> _SUPPLIED DATA_:
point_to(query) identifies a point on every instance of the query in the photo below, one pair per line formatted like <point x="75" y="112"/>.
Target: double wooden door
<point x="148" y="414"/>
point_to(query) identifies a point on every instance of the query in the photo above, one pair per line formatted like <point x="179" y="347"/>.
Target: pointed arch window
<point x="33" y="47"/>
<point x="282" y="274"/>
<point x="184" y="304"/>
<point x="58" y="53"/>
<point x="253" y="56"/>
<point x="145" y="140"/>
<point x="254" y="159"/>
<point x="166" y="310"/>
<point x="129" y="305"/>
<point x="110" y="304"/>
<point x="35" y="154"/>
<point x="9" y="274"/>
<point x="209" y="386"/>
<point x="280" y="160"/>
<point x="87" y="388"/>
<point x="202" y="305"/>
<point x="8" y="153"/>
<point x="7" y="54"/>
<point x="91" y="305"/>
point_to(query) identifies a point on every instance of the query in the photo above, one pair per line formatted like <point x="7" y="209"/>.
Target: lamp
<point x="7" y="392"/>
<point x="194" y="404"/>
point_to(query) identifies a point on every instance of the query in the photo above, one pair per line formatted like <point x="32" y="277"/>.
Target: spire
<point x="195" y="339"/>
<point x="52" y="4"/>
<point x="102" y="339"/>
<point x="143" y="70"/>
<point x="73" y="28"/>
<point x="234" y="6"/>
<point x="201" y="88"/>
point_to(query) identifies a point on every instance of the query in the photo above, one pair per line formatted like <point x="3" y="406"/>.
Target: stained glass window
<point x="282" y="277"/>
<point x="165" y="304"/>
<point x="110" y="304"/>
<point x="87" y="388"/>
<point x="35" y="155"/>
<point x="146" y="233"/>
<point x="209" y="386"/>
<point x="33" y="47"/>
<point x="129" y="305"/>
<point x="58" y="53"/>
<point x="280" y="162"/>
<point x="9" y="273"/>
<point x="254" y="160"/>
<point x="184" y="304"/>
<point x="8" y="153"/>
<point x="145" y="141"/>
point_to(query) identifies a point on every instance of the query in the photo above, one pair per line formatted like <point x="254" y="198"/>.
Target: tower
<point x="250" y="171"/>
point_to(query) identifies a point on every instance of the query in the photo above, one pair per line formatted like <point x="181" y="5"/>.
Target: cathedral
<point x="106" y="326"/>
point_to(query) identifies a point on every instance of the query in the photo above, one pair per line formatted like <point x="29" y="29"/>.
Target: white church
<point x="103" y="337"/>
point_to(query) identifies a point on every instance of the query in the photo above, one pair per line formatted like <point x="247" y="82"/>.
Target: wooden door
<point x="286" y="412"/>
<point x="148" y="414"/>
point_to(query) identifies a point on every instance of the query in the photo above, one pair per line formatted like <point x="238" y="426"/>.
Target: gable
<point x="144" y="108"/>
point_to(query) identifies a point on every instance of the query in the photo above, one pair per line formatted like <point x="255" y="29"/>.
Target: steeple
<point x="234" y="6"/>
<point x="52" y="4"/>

> _WHAT YOU WILL DO_: Reproduce the listing in full. Keep it exactly as written.

> _ANSWER TO THE EXERCISE_:
point_to(query) identifies a point on every instance of the query in the photo below, one pair per line formatted like <point x="75" y="112"/>.
Target: double wooden door
<point x="148" y="414"/>
point_to(query) identifies a point on every instance of the query in the photo above, one pair per line formatted like <point x="179" y="347"/>.
Target: pointed arch window
<point x="33" y="47"/>
<point x="282" y="274"/>
<point x="184" y="304"/>
<point x="58" y="53"/>
<point x="253" y="56"/>
<point x="145" y="140"/>
<point x="254" y="159"/>
<point x="166" y="310"/>
<point x="129" y="305"/>
<point x="110" y="304"/>
<point x="35" y="154"/>
<point x="9" y="274"/>
<point x="209" y="386"/>
<point x="280" y="160"/>
<point x="87" y="388"/>
<point x="202" y="305"/>
<point x="8" y="153"/>
<point x="7" y="54"/>
<point x="91" y="305"/>
point_to(query) identifies a point on every instance of the query in the photo above, one pair per line formatted like <point x="7" y="209"/>.
Target: lamp
<point x="7" y="392"/>
<point x="194" y="404"/>
point_to(query) identifies a point on every instance of the query in the photo above, one pair per line formatted like <point x="32" y="277"/>.
Target: spire
<point x="195" y="339"/>
<point x="52" y="4"/>
<point x="102" y="339"/>
<point x="143" y="70"/>
<point x="73" y="28"/>
<point x="234" y="6"/>
<point x="201" y="88"/>
point_to(query) identifies a point on every instance of the query in the photo above, one pair per line formatted like <point x="3" y="406"/>.
Target: stained glass window
<point x="282" y="277"/>
<point x="165" y="304"/>
<point x="110" y="304"/>
<point x="87" y="388"/>
<point x="35" y="155"/>
<point x="146" y="233"/>
<point x="209" y="386"/>
<point x="33" y="47"/>
<point x="129" y="305"/>
<point x="58" y="53"/>
<point x="280" y="162"/>
<point x="9" y="273"/>
<point x="254" y="160"/>
<point x="184" y="304"/>
<point x="8" y="153"/>
<point x="145" y="141"/>
point_to(query) identifies a point on every instance of the query in the photo above, one pair per line formatted like <point x="254" y="198"/>.
Target: tower
<point x="250" y="171"/>
point_to(query) identifies a point on every instance of the query in the photo above, one pair per line formatted like <point x="181" y="5"/>.
Target: cathedral
<point x="106" y="326"/>
point_to(query) identifies a point on every instance of the query in the photo above, one pair per line formatted like <point x="29" y="29"/>.
Target: white church
<point x="103" y="337"/>
point_to(query) identifies a point on every instance of the query in the photo above, one pair per line formatted like <point x="247" y="82"/>.
Target: wooden door
<point x="286" y="412"/>
<point x="148" y="414"/>
point_to(query) identifies a point on every instance of the query in the photo above, one pair per line formatted like <point x="238" y="426"/>.
Target: gable
<point x="144" y="108"/>
point_to(query) identifies a point on every instance of the query in the photo above, one pair per line formatted like <point x="255" y="29"/>.
Target: steeple
<point x="234" y="6"/>
<point x="52" y="4"/>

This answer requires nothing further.